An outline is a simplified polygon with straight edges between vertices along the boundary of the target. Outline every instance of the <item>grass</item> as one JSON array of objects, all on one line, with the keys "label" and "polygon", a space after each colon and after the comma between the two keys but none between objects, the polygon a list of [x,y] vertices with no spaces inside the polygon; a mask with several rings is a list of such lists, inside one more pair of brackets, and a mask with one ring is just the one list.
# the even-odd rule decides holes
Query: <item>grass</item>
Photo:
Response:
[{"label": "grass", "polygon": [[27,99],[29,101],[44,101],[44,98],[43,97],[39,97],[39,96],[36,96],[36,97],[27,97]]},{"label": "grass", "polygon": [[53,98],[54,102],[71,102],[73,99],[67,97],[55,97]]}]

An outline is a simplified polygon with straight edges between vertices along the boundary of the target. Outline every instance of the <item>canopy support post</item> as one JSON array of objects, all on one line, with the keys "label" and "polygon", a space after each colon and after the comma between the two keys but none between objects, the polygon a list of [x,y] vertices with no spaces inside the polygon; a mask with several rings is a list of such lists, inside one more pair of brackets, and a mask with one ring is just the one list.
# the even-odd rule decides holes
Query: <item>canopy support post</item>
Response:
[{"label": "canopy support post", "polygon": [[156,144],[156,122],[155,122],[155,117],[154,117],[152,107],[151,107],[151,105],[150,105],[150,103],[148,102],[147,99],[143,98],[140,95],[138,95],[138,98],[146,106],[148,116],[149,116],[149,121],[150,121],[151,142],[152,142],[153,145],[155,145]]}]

● WHAT THE EXERCISE ASKS
Exact copies of all the entries above are required.

● WRITTEN ANSWER
An outline is a simplified polygon with straight edges between vertices along the boundary of the target. Outline every instance of the <item>grass</item> as one JSON array of objects, all on one line, with the keys "label" and "polygon", a space after each colon and after the comma between the two keys but none between objects, the polygon a list of [x,y] vertices with no spaces inside the polygon; a mask with several rings is a list of such lists, inside one more pair of brackets, and a mask with one ring is just the one list.
# the even-odd rule decides holes
Query: <item>grass</item>
Photo:
Response:
[{"label": "grass", "polygon": [[27,99],[29,101],[44,101],[44,98],[43,97],[39,97],[39,96],[36,96],[36,97],[27,97]]},{"label": "grass", "polygon": [[53,98],[54,102],[71,102],[73,99],[67,97],[55,97]]}]

An outline is a simplified polygon with straight edges between vertices along the boundary of the target. Outline every instance of the <item>canopy support post</item> as one JSON array of objects, all on one line, with the keys "label" and "polygon", a space after each colon and after the comma between the two keys but none between objects, the polygon a list of [x,y] vertices with no spaces inside the polygon; a mask with several rings is a list of such lists, inside one more pair of brackets, and a mask with one ring is just the one list.
# the even-odd rule decides holes
Query: <item>canopy support post</item>
Response:
[{"label": "canopy support post", "polygon": [[156,144],[156,122],[155,122],[155,117],[154,117],[152,107],[151,107],[151,105],[150,105],[150,103],[148,102],[147,99],[143,98],[140,95],[138,95],[138,98],[146,106],[148,116],[149,116],[149,121],[150,121],[151,142],[152,142],[153,145],[155,145]]}]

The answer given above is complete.